--- Exercise material ---

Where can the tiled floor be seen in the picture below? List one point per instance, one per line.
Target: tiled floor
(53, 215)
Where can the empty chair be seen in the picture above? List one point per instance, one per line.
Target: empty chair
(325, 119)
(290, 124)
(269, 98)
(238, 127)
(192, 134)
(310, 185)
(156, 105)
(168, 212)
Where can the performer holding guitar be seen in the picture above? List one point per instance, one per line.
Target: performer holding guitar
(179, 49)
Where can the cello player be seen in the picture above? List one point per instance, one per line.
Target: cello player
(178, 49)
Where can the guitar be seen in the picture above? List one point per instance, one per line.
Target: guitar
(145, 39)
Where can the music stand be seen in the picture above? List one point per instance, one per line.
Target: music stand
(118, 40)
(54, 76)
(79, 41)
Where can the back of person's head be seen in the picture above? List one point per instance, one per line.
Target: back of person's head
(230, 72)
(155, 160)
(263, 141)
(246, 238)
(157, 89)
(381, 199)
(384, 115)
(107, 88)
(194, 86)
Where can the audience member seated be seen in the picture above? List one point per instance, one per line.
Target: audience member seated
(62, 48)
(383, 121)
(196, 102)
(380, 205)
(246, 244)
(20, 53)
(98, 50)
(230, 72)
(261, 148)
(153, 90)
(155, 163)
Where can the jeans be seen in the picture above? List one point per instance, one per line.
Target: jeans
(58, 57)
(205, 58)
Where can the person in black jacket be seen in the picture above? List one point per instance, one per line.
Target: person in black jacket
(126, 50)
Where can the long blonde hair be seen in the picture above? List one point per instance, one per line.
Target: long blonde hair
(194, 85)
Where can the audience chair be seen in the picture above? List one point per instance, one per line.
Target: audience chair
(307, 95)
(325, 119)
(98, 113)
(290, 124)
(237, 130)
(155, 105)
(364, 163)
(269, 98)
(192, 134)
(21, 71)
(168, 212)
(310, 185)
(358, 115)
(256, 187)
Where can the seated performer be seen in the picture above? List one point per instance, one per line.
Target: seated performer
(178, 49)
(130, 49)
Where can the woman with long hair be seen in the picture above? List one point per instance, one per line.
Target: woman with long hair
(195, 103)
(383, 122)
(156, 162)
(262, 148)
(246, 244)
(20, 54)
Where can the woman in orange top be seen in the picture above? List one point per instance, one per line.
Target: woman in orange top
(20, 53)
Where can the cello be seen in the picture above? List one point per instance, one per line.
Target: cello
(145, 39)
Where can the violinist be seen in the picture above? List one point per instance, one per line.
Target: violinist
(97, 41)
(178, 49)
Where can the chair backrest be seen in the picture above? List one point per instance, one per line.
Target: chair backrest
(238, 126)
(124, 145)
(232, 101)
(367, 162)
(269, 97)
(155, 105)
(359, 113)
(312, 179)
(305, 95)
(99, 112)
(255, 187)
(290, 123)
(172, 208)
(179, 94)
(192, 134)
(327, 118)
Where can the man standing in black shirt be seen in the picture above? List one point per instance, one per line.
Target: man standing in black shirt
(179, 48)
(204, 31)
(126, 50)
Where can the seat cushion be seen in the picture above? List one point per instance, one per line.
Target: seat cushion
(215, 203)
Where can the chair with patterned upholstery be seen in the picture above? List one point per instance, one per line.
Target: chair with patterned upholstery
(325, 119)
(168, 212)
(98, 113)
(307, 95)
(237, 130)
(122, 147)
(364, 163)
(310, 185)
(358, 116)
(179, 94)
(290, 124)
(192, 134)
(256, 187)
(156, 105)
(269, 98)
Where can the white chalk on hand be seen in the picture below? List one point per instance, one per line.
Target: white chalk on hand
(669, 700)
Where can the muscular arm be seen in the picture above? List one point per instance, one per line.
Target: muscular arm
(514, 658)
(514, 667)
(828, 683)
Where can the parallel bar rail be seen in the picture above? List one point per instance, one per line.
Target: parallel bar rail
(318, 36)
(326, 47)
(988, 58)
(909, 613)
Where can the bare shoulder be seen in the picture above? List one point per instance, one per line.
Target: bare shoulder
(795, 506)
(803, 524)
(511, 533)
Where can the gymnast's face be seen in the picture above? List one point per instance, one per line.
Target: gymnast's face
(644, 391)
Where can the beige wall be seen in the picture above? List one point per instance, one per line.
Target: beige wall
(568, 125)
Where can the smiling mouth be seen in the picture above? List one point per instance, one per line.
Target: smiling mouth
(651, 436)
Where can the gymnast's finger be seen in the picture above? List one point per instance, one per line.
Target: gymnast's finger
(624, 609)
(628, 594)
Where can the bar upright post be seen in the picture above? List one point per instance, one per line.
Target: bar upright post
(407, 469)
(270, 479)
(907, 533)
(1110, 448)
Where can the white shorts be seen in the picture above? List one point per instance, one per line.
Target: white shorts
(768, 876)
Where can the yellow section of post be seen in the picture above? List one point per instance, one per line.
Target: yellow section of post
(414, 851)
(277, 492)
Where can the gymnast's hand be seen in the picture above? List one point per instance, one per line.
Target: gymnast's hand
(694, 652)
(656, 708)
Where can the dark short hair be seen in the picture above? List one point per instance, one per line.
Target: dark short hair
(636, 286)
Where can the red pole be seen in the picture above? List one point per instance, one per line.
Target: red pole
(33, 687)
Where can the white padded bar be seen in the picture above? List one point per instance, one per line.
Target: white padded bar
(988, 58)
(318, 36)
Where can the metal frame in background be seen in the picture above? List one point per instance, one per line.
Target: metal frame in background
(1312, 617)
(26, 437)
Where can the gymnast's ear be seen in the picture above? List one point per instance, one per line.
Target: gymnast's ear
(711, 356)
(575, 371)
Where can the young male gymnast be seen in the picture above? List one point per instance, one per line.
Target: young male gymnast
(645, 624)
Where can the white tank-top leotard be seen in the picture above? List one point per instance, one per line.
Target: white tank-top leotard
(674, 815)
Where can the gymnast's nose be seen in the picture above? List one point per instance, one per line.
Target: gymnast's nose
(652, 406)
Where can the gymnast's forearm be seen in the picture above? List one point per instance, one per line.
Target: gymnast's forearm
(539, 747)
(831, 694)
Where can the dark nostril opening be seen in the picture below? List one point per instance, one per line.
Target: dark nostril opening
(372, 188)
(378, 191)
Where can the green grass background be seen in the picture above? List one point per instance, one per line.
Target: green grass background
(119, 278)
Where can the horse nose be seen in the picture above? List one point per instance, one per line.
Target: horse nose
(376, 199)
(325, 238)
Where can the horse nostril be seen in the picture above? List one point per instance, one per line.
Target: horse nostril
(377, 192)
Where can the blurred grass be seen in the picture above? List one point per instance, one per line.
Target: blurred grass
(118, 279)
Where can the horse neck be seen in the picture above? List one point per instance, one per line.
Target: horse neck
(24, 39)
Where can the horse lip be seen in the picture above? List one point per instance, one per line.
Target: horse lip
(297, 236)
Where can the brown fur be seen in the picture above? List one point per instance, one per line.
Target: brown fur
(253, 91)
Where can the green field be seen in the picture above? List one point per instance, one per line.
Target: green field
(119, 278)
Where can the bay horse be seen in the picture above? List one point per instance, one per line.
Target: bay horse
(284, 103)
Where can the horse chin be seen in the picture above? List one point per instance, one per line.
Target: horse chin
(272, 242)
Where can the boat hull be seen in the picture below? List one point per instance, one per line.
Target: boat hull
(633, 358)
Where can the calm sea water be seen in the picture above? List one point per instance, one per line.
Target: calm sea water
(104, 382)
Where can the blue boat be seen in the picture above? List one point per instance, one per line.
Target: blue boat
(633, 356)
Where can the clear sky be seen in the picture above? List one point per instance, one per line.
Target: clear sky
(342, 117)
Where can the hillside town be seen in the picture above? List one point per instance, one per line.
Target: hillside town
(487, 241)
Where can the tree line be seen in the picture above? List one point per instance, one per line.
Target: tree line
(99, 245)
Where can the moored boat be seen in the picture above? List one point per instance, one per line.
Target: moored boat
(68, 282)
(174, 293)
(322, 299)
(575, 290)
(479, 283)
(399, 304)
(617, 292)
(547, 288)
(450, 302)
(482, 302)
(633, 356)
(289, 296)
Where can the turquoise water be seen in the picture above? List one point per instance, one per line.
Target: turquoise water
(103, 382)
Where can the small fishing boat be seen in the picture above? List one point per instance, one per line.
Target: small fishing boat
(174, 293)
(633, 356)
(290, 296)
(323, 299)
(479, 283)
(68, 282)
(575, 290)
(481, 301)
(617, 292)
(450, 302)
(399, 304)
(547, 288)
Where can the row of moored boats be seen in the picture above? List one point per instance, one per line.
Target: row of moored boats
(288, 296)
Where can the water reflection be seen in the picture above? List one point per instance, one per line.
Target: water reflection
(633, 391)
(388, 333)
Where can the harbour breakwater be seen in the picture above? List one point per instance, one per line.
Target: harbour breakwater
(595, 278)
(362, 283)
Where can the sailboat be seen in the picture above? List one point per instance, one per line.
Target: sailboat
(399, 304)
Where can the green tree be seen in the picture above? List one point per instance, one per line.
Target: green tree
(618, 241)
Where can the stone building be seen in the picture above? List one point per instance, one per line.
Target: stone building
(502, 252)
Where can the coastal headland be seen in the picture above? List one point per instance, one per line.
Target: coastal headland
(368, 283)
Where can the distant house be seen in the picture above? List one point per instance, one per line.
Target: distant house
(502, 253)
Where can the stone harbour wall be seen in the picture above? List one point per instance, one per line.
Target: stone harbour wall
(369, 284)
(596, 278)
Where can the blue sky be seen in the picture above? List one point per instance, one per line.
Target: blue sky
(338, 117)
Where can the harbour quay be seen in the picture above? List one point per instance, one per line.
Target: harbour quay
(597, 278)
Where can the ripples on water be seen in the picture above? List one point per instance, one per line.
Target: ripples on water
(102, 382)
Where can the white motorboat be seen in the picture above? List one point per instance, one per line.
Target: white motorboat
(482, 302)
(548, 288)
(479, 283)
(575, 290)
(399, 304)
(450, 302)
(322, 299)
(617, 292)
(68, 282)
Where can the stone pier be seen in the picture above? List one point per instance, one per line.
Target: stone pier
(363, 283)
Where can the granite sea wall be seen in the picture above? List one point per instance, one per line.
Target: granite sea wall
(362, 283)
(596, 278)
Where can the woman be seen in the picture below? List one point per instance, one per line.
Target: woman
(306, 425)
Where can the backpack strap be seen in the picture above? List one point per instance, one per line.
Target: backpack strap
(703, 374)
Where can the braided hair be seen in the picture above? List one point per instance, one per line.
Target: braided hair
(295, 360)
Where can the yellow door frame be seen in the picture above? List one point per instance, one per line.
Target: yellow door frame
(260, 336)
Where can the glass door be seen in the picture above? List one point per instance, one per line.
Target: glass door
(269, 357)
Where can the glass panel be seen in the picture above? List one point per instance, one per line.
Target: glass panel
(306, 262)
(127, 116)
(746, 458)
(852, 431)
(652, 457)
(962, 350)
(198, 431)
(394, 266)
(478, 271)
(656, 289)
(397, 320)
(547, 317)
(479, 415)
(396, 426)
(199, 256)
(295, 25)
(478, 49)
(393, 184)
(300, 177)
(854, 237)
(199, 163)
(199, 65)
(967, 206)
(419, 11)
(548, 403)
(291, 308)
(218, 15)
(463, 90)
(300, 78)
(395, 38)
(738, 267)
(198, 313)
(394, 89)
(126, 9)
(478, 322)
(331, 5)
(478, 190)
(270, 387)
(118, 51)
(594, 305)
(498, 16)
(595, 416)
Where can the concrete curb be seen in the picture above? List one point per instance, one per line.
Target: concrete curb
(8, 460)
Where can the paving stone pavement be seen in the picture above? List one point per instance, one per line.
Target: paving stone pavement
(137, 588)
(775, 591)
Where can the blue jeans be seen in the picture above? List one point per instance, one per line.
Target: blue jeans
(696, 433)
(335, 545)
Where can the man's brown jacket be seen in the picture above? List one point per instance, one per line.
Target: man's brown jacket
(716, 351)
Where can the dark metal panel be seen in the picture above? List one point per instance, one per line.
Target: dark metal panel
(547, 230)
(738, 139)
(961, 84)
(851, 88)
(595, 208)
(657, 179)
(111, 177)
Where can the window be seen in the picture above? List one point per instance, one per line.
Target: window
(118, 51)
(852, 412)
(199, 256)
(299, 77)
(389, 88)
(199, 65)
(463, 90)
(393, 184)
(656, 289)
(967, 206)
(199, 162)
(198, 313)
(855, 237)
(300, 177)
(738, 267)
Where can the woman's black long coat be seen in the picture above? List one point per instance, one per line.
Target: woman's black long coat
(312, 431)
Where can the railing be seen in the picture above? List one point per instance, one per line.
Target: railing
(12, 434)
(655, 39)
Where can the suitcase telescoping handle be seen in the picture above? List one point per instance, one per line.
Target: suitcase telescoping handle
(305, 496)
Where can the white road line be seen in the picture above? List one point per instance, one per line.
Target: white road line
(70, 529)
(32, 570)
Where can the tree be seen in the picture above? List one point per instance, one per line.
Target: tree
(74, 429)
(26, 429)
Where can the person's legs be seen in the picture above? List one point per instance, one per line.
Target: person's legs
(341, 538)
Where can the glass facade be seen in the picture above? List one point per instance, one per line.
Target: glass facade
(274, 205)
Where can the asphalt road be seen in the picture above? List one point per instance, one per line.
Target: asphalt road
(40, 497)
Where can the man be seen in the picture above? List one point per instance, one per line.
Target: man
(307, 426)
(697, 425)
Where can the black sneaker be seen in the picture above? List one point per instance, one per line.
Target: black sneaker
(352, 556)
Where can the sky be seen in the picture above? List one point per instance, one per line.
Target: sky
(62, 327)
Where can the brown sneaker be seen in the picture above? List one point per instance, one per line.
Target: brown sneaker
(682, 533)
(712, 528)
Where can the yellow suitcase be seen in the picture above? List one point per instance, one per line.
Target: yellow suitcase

---

• Task objective: Arrange the lines of the items, from the line containing "Where can the asphalt" through the last line of the items, as a JSON list of strings, with one string per line and blank lines omitted.

• Exercise response:
[
  "Where can the asphalt road be seen in the picture above? List one point per instance, one per line.",
  "Target: asphalt road",
  "(40, 497)",
  "Where can the man be seen in the picture above? List one point per instance, one per line.",
  "Target: man",
  "(307, 426)",
  "(697, 425)",
  "Where can the black sneaker be seen in the picture above? List one point per instance, one per line.",
  "Target: black sneaker",
  "(352, 556)",
  "Where can the sky be seen in the picture above? List one point per instance, one per line.",
  "Target: sky",
  "(62, 327)",
  "Where can the brown sneaker be seen in the picture above? List one point per instance, one per line.",
  "Target: brown sneaker",
  "(682, 533)",
  "(712, 528)",
  "Where can the yellow suitcase be seen in the picture above? List one point per instance, one per line.",
  "Target: yellow suitcase"
]